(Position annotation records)
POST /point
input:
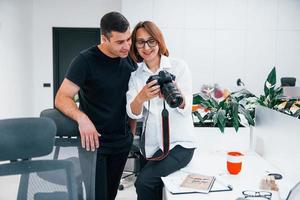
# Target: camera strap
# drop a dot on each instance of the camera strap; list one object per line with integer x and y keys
{"x": 165, "y": 137}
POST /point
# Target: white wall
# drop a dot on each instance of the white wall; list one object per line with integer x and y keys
{"x": 221, "y": 41}
{"x": 225, "y": 40}
{"x": 16, "y": 80}
{"x": 59, "y": 13}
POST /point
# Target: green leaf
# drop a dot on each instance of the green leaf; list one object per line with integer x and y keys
{"x": 197, "y": 114}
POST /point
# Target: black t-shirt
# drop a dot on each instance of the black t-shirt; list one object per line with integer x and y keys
{"x": 103, "y": 83}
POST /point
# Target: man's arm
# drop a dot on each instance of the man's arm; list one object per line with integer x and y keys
{"x": 65, "y": 103}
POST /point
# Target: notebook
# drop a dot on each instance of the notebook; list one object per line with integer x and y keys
{"x": 174, "y": 183}
{"x": 198, "y": 182}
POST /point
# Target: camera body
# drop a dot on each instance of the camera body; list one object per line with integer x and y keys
{"x": 168, "y": 89}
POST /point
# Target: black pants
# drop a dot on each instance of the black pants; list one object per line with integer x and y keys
{"x": 149, "y": 184}
{"x": 109, "y": 170}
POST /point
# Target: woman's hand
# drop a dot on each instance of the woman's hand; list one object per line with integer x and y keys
{"x": 149, "y": 91}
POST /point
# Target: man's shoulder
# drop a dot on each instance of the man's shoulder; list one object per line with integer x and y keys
{"x": 89, "y": 51}
{"x": 132, "y": 66}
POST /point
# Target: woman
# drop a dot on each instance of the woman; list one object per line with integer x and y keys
{"x": 146, "y": 100}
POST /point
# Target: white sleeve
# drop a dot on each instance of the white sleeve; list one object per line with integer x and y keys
{"x": 130, "y": 96}
{"x": 184, "y": 83}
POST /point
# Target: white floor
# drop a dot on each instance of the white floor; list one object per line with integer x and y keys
{"x": 128, "y": 193}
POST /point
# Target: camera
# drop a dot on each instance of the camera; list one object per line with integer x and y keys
{"x": 168, "y": 89}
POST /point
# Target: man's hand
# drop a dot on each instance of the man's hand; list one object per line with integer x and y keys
{"x": 88, "y": 133}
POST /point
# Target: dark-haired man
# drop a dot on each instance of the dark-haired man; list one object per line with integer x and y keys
{"x": 100, "y": 76}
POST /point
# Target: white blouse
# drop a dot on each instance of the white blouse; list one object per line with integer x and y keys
{"x": 180, "y": 120}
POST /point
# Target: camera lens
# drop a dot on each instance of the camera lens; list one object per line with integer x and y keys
{"x": 172, "y": 95}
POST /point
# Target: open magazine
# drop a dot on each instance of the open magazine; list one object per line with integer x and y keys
{"x": 198, "y": 182}
{"x": 182, "y": 182}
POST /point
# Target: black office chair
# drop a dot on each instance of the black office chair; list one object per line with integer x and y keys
{"x": 68, "y": 136}
{"x": 288, "y": 81}
{"x": 26, "y": 138}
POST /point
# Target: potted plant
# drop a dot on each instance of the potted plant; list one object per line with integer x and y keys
{"x": 273, "y": 97}
{"x": 233, "y": 109}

__EXERCISE DETAILS__. Transcribe every entry word for word, but omit the pictures.

__SOLUTION FOR THIS TASK__.
POST /point
input:
# Target: camera strap
# drop a dot on each instance of the camera strap; list one object per line with integer x and y keys
{"x": 165, "y": 137}
POST /point
# Target: white wall
# drop a dot on each instance of the white wall; list one object per line with integer x and y keys
{"x": 221, "y": 41}
{"x": 225, "y": 40}
{"x": 16, "y": 80}
{"x": 59, "y": 13}
POST /point
# Target: green leaf
# drop a dot on each instance of the green leaf; list one object per line with integer x and y keys
{"x": 197, "y": 114}
POST /point
# Target: black t-shirt
# drop a dot on each instance of the black t-shirt; list one object per line with integer x and y keys
{"x": 103, "y": 83}
POST /point
# Target: man's arm
# drop a dot on each instance of the man's arm; list one object per line with integer x and y keys
{"x": 65, "y": 103}
POST /point
# Target: notebook
# drop a dot on each instance of the notebook; list one object per line with integer x and y keys
{"x": 174, "y": 183}
{"x": 198, "y": 182}
POST /point
# Target: camera body
# drop a dot on each instance of the camera body; list one object per line with integer x and y keys
{"x": 168, "y": 89}
POST /point
# Target: black pants
# drop a dot on each instance of the black pants; list one object per line with integer x and y keys
{"x": 149, "y": 184}
{"x": 109, "y": 170}
POST /point
# Target: woman's hand
# drop a dot on each instance of the woman's hand; list one object per line with integer x and y keys
{"x": 149, "y": 91}
POST /point
# Target: man's shoulder
# drop a dot on each instance of the man's shoulder; list one object per line with integer x and y keys
{"x": 89, "y": 51}
{"x": 132, "y": 66}
POST /point
# Target: woman
# drop a dot on each instance of the woman; list one object per line with integer x and y keys
{"x": 146, "y": 100}
POST /point
# Target: white sleeve
# drop a dot on each instance of the white sleeve; list one object per line with integer x and y keys
{"x": 130, "y": 96}
{"x": 184, "y": 83}
POST /point
# Target: white floor
# drop a dot on each instance of the white floor; list one object per line with integer x and y keys
{"x": 128, "y": 193}
POST /point
# Target: camera
# drop a dot on each instance of the camera; list one object per line with integer x and y keys
{"x": 168, "y": 89}
POST /point
# Target: man's hand
# drop a dot on each instance of the man's hand; list one object per line with integer x and y keys
{"x": 88, "y": 133}
POST /point
# Target: dark-haired man
# drop a dot on each instance of the dark-haired man; list one object per line with integer x and y keys
{"x": 100, "y": 76}
POST /point
# Target: white blouse
# drop a dot on each instance of the white blouse; list one object per line with integer x and y keys
{"x": 180, "y": 120}
POST /point
# Target: camera lens
# drop a dot on each instance of the camera lens; list one object per line with integer x and y keys
{"x": 172, "y": 95}
POST /point
# Target: open magazine
# drop a dot on each instance of the open magazine; list one object per line with integer x and y keys
{"x": 198, "y": 182}
{"x": 182, "y": 182}
POST /point
# Target: black office chair
# drop a dot on each instance of the black office chair; list one object per line with integer x and y keys
{"x": 68, "y": 136}
{"x": 288, "y": 81}
{"x": 26, "y": 138}
POST /point
# Target: potted plant
# drop a dot on each instance of the potted plant; list one object per line with integer x and y keys
{"x": 273, "y": 97}
{"x": 233, "y": 109}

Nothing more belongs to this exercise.